**The problem**: Please return everything in the tank article from "His gushing was" down to "Combat Ground System.", copied word for word.

**Article**:
----------

France and Germany’s recent agreement to develop a new multibillion-dollar battlefield tank together was immediately hailed by the German defense minister, Boris Pistorius, as a “breakthrough” achievement.

“It is a historic moment,” he said.

His gushing was understandable. For seven years, political infighting, industrial rivalry and neglect had pooled like molasses around the project to build a next-generation tank, known as the Main Combat Ground System.

Russia’s invasion of Ukraine more than two years ago jolted Europe out of complacency about military spending. After defense budgets were cut in the decades that followed the Soviet Union’s collapse, the war has reignited Europe’s efforts to build up its own military production capacity and near-empty arsenals.

But the challenges that face Europe are about more than just money. Daunting political and logistical hurdles stand in the way of a more coordinated and efficient military machine. And they threaten to seriously hobble any rapid strengthening of Europe’s defense capabilities — even as tensions between Russia and its neighbors ratchet up.

“Europe has 27 military industrial complexes, not just one,” said Max Bergmann, a program director at the Center for Strategic and International Studies in Washington.

----------

Segmentation labeling entries:
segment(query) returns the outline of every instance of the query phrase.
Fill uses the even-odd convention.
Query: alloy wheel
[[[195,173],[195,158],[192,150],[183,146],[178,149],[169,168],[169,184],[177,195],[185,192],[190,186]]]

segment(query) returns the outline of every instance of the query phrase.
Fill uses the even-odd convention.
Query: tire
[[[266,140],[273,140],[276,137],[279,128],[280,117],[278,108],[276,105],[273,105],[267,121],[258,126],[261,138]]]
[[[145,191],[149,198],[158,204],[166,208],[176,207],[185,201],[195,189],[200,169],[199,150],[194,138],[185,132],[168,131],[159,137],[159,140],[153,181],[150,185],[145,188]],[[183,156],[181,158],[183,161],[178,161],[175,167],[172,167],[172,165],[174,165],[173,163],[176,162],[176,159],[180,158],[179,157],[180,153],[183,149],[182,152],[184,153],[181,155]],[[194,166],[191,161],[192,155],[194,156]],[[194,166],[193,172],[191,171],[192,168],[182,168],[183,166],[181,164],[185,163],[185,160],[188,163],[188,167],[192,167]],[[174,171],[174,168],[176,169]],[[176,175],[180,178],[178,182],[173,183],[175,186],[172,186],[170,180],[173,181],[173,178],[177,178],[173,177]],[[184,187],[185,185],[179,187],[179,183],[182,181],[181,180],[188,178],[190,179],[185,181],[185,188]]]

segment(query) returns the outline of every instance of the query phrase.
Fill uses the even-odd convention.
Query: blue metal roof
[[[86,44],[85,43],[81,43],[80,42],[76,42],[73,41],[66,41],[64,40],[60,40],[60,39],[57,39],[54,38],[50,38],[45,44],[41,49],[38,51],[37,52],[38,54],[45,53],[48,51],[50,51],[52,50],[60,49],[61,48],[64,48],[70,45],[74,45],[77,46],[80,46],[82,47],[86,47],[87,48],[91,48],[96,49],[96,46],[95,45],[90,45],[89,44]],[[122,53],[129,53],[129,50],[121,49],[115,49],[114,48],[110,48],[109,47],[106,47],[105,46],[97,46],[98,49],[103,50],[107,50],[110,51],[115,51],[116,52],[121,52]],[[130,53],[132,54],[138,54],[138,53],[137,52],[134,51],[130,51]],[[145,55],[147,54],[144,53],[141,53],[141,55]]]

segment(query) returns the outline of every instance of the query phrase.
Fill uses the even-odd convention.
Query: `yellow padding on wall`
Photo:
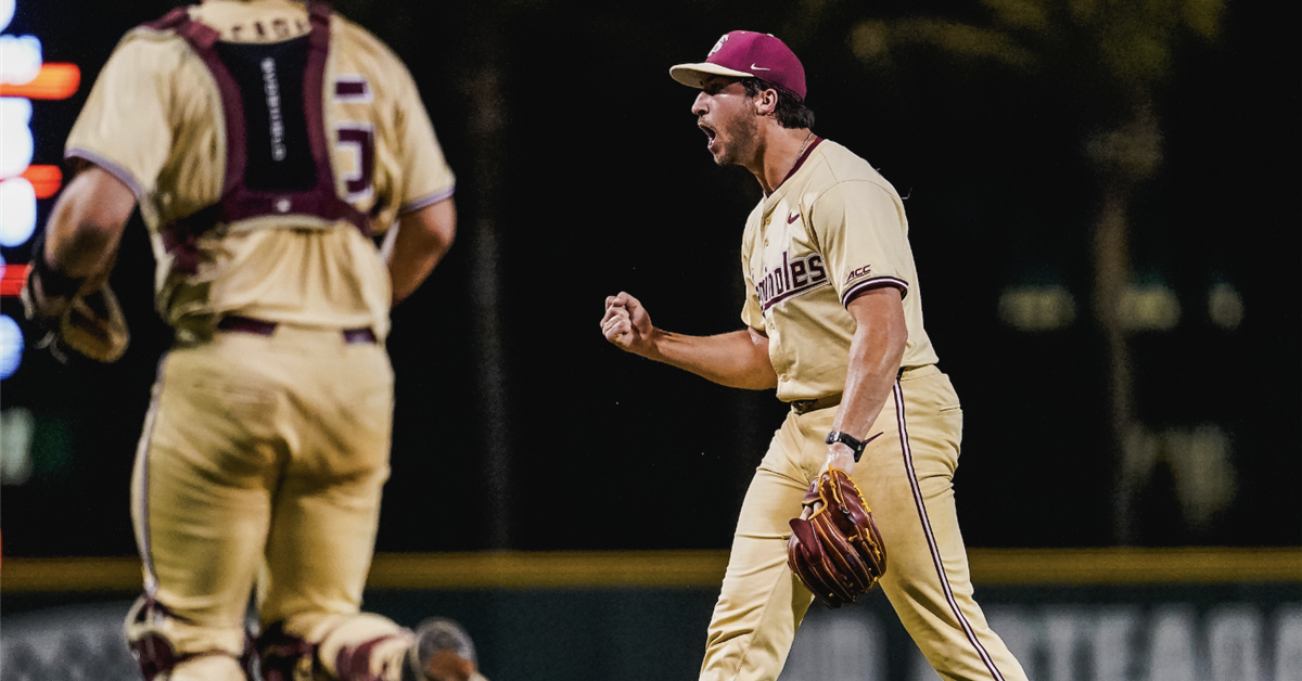
[[[889,549],[889,547],[888,547]],[[1302,582],[1302,547],[973,548],[978,585]],[[381,553],[370,589],[715,587],[727,551],[510,551]],[[139,591],[141,561],[122,557],[0,563],[0,592]]]

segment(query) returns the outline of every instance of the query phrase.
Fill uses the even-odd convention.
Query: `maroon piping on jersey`
[[[227,176],[221,199],[163,228],[164,247],[176,258],[174,268],[180,272],[197,271],[198,237],[219,221],[232,223],[263,215],[312,215],[326,220],[346,220],[363,236],[371,236],[371,221],[366,214],[339,198],[335,190],[329,146],[326,141],[324,81],[331,8],[326,3],[311,0],[307,3],[307,13],[311,30],[307,38],[307,68],[303,73],[303,113],[312,163],[316,165],[316,186],[306,191],[255,191],[245,184],[249,159],[243,98],[230,70],[214,48],[221,38],[216,29],[191,20],[185,8],[176,8],[163,18],[146,23],[158,31],[172,30],[190,44],[217,83],[227,122]]]
[[[936,566],[936,577],[940,579],[940,589],[945,592],[945,602],[949,604],[950,612],[954,613],[954,620],[957,620],[958,626],[967,635],[967,642],[973,645],[976,655],[986,663],[986,669],[990,671],[990,676],[995,681],[1004,681],[1004,674],[1000,673],[999,667],[995,665],[995,660],[986,651],[986,646],[982,646],[980,641],[976,638],[976,632],[973,630],[971,624],[967,617],[963,616],[963,611],[958,607],[958,602],[954,599],[954,591],[949,587],[949,577],[945,574],[945,564],[940,557],[940,547],[936,544],[936,535],[931,530],[931,520],[927,517],[927,504],[922,497],[922,487],[918,484],[918,471],[913,466],[913,449],[909,447],[909,427],[905,421],[904,413],[904,389],[900,387],[900,379],[894,382],[894,400],[896,400],[896,421],[900,427],[900,449],[904,452],[904,470],[909,475],[909,487],[913,490],[913,503],[918,508],[918,520],[922,522],[922,534],[927,538],[927,548],[931,551],[931,561]]]
[[[781,182],[777,182],[777,186],[785,185],[786,181],[790,180],[793,174],[796,174],[796,171],[799,171],[801,165],[805,165],[805,161],[810,158],[810,154],[814,154],[814,147],[819,146],[820,143],[823,143],[823,138],[819,135],[814,135],[814,141],[810,142],[810,146],[805,147],[805,152],[801,154],[801,158],[796,159],[796,164],[792,165],[792,169],[786,172],[786,177],[784,177]],[[777,186],[773,188],[773,191],[777,191]],[[772,197],[772,194],[764,194],[764,195]]]

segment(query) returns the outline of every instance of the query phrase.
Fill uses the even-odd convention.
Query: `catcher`
[[[137,206],[176,331],[132,480],[142,676],[482,678],[456,622],[361,612],[389,474],[389,307],[456,233],[453,174],[402,63],[316,1],[177,8],[118,43],[66,156],[83,169],[23,292],[42,344],[122,354],[104,283]]]

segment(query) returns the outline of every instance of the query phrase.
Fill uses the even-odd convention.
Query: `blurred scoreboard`
[[[14,20],[40,5],[0,0],[0,382],[22,363],[23,340],[14,305],[27,275],[40,202],[62,186],[62,171],[36,159],[60,150],[36,148],[34,130],[43,122],[40,102],[68,99],[81,86],[76,64],[47,63],[40,38],[13,31]],[[0,404],[0,408],[7,406]]]

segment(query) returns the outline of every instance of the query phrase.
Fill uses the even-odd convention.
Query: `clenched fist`
[[[655,350],[656,328],[651,315],[637,298],[621,292],[605,298],[605,316],[602,318],[602,335],[621,350],[650,357]]]

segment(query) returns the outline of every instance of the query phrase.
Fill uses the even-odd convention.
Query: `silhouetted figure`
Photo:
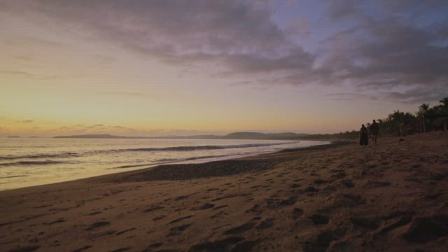
[[[378,134],[379,133],[379,126],[378,123],[374,120],[372,125],[370,125],[370,137],[372,137],[372,144],[377,145],[377,139],[378,138]]]
[[[369,144],[369,136],[367,134],[367,128],[364,125],[361,126],[361,129],[359,130],[359,145],[360,146],[367,146]]]

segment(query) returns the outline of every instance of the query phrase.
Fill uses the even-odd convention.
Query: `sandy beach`
[[[448,134],[0,192],[2,251],[442,251]]]

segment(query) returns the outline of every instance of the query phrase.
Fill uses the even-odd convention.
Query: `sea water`
[[[145,139],[0,139],[0,190],[162,164],[204,162],[326,141]]]

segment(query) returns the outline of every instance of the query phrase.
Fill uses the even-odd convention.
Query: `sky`
[[[446,0],[0,0],[0,136],[333,133],[448,96]]]

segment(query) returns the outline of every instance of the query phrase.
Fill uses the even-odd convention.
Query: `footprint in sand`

----------

**Finished answer**:
His gushing was understandable. For seven years, political infighting, industrial rivalry and neglect had pooled like molasses around the project to build a next-generation tank, known as the Main Combat Ground System.